[Records contained in a dataset]
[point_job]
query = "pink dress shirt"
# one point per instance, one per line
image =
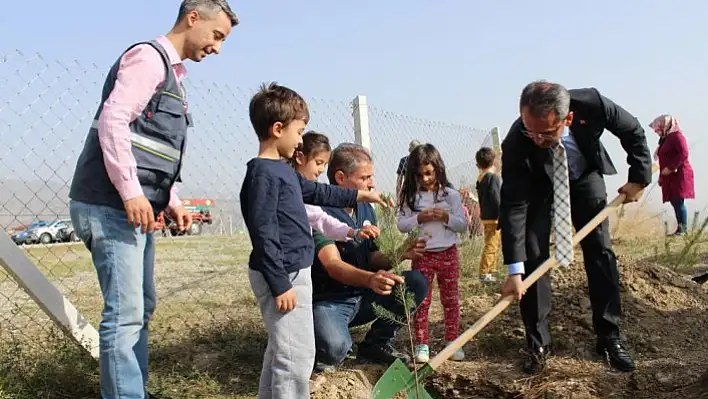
(329, 226)
(140, 72)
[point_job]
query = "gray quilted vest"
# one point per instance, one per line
(158, 138)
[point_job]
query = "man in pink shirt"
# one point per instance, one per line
(125, 175)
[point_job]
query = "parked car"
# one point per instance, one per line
(26, 236)
(41, 232)
(67, 234)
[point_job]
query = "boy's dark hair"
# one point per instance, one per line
(274, 103)
(424, 154)
(312, 143)
(485, 157)
(346, 157)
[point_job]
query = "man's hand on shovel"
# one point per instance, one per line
(513, 286)
(399, 378)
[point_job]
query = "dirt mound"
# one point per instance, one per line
(665, 323)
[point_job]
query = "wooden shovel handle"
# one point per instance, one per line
(507, 300)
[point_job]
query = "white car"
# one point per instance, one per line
(46, 233)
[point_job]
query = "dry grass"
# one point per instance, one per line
(208, 338)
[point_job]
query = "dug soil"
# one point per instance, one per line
(665, 325)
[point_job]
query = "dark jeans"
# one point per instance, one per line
(681, 213)
(587, 198)
(333, 318)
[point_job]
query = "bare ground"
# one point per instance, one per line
(208, 338)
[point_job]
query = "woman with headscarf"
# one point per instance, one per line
(676, 173)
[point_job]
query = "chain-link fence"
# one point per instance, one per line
(206, 317)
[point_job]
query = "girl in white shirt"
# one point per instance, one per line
(429, 202)
(310, 160)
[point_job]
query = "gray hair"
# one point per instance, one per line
(543, 98)
(207, 8)
(346, 157)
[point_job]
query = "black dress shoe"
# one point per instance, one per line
(614, 351)
(535, 359)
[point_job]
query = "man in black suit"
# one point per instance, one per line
(551, 114)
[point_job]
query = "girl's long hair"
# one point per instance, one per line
(312, 143)
(424, 154)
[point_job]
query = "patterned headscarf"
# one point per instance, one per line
(665, 124)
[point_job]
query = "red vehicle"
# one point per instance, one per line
(201, 214)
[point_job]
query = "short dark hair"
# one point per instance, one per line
(543, 98)
(485, 157)
(312, 143)
(346, 157)
(274, 103)
(209, 8)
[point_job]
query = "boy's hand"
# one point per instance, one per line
(286, 301)
(182, 217)
(374, 198)
(382, 282)
(512, 286)
(367, 232)
(416, 249)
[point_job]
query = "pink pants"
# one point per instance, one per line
(446, 265)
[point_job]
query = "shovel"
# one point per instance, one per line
(399, 378)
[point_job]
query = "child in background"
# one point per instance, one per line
(310, 160)
(429, 202)
(489, 194)
(272, 203)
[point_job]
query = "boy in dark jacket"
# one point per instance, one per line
(488, 192)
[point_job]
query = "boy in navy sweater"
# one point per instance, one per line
(273, 198)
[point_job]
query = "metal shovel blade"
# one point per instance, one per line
(398, 378)
(702, 279)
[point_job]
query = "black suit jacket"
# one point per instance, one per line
(527, 169)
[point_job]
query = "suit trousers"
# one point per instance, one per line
(588, 196)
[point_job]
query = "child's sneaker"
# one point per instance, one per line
(487, 278)
(458, 355)
(422, 354)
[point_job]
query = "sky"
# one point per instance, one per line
(462, 62)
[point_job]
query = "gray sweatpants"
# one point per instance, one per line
(290, 354)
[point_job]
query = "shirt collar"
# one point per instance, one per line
(172, 54)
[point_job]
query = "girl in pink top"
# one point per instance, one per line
(310, 160)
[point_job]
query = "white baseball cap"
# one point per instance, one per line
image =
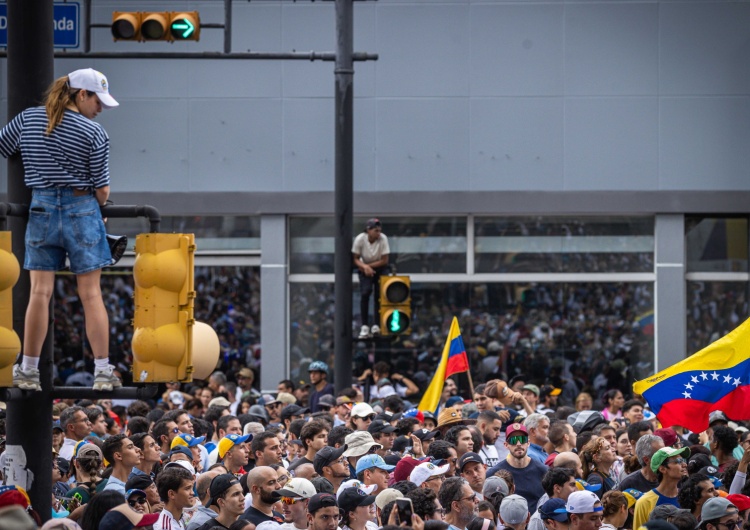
(425, 471)
(93, 81)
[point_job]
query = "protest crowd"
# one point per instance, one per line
(218, 454)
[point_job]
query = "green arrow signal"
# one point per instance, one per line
(182, 28)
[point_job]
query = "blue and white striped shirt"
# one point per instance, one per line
(75, 155)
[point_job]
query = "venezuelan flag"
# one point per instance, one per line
(453, 361)
(715, 378)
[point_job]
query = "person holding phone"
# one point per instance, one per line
(66, 164)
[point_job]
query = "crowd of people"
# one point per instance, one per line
(518, 454)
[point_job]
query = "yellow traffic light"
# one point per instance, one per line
(164, 297)
(156, 25)
(10, 344)
(126, 26)
(395, 305)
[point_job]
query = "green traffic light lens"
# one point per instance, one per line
(397, 322)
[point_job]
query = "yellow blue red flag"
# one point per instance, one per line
(453, 361)
(715, 378)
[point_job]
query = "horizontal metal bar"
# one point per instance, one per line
(77, 392)
(296, 56)
(573, 277)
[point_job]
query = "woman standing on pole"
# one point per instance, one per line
(66, 164)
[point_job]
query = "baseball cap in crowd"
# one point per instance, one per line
(380, 426)
(516, 428)
(321, 500)
(230, 440)
(583, 502)
(425, 471)
(219, 402)
(425, 434)
(220, 484)
(327, 401)
(186, 440)
(514, 509)
(87, 450)
(322, 485)
(467, 458)
(183, 464)
(495, 486)
(123, 517)
(318, 366)
(287, 398)
(352, 498)
(327, 456)
(268, 399)
(354, 483)
(297, 488)
(554, 509)
(181, 450)
(632, 495)
(455, 400)
(359, 443)
(742, 502)
(293, 410)
(371, 461)
(362, 410)
(666, 452)
(386, 496)
(93, 81)
(176, 398)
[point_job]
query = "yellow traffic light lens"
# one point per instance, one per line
(123, 29)
(397, 292)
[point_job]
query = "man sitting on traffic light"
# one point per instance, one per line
(370, 251)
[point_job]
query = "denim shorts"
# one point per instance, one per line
(61, 224)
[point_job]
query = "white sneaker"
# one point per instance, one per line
(26, 379)
(106, 379)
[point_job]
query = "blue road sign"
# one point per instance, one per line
(67, 25)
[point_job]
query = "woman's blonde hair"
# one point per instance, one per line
(58, 96)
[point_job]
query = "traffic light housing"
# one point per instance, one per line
(395, 305)
(164, 299)
(156, 25)
(10, 344)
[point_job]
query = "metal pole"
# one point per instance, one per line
(30, 71)
(344, 73)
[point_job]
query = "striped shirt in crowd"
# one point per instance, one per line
(75, 155)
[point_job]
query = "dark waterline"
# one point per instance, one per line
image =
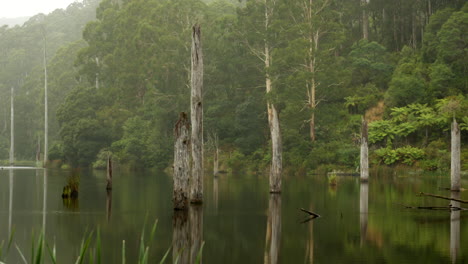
(240, 221)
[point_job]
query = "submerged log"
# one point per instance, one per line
(455, 159)
(364, 152)
(181, 163)
(196, 103)
(442, 197)
(309, 212)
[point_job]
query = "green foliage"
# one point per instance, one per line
(140, 146)
(82, 132)
(407, 155)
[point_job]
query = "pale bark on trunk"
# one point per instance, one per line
(12, 128)
(365, 20)
(46, 109)
(273, 120)
(97, 74)
(216, 161)
(38, 151)
(44, 203)
(10, 204)
(196, 102)
(181, 163)
(216, 193)
(413, 30)
(273, 234)
(363, 210)
(196, 231)
(310, 241)
(181, 237)
(364, 164)
(109, 205)
(455, 159)
(455, 228)
(109, 173)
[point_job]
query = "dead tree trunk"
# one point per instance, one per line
(10, 203)
(46, 108)
(364, 152)
(196, 231)
(273, 118)
(363, 209)
(196, 102)
(455, 161)
(12, 129)
(181, 163)
(365, 20)
(109, 204)
(455, 228)
(180, 237)
(273, 234)
(215, 155)
(109, 173)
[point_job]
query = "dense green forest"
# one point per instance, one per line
(119, 74)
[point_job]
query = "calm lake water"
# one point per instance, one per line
(240, 222)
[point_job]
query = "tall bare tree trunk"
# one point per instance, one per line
(216, 192)
(364, 152)
(181, 237)
(196, 231)
(44, 203)
(108, 204)
(181, 163)
(38, 151)
(46, 109)
(12, 128)
(273, 118)
(455, 160)
(273, 234)
(310, 241)
(365, 20)
(413, 30)
(196, 102)
(455, 228)
(109, 172)
(10, 202)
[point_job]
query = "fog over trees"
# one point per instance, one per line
(285, 84)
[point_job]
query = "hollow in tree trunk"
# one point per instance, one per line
(181, 163)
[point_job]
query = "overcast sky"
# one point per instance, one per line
(20, 8)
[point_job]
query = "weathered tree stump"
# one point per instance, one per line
(181, 163)
(181, 237)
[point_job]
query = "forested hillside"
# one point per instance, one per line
(401, 64)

The task
Scan the entries above, and wherever a line holds the string "metal", copy it.

Answer box
query = "metal shovel blade"
query = "horizontal metal bar"
query = "metal pole"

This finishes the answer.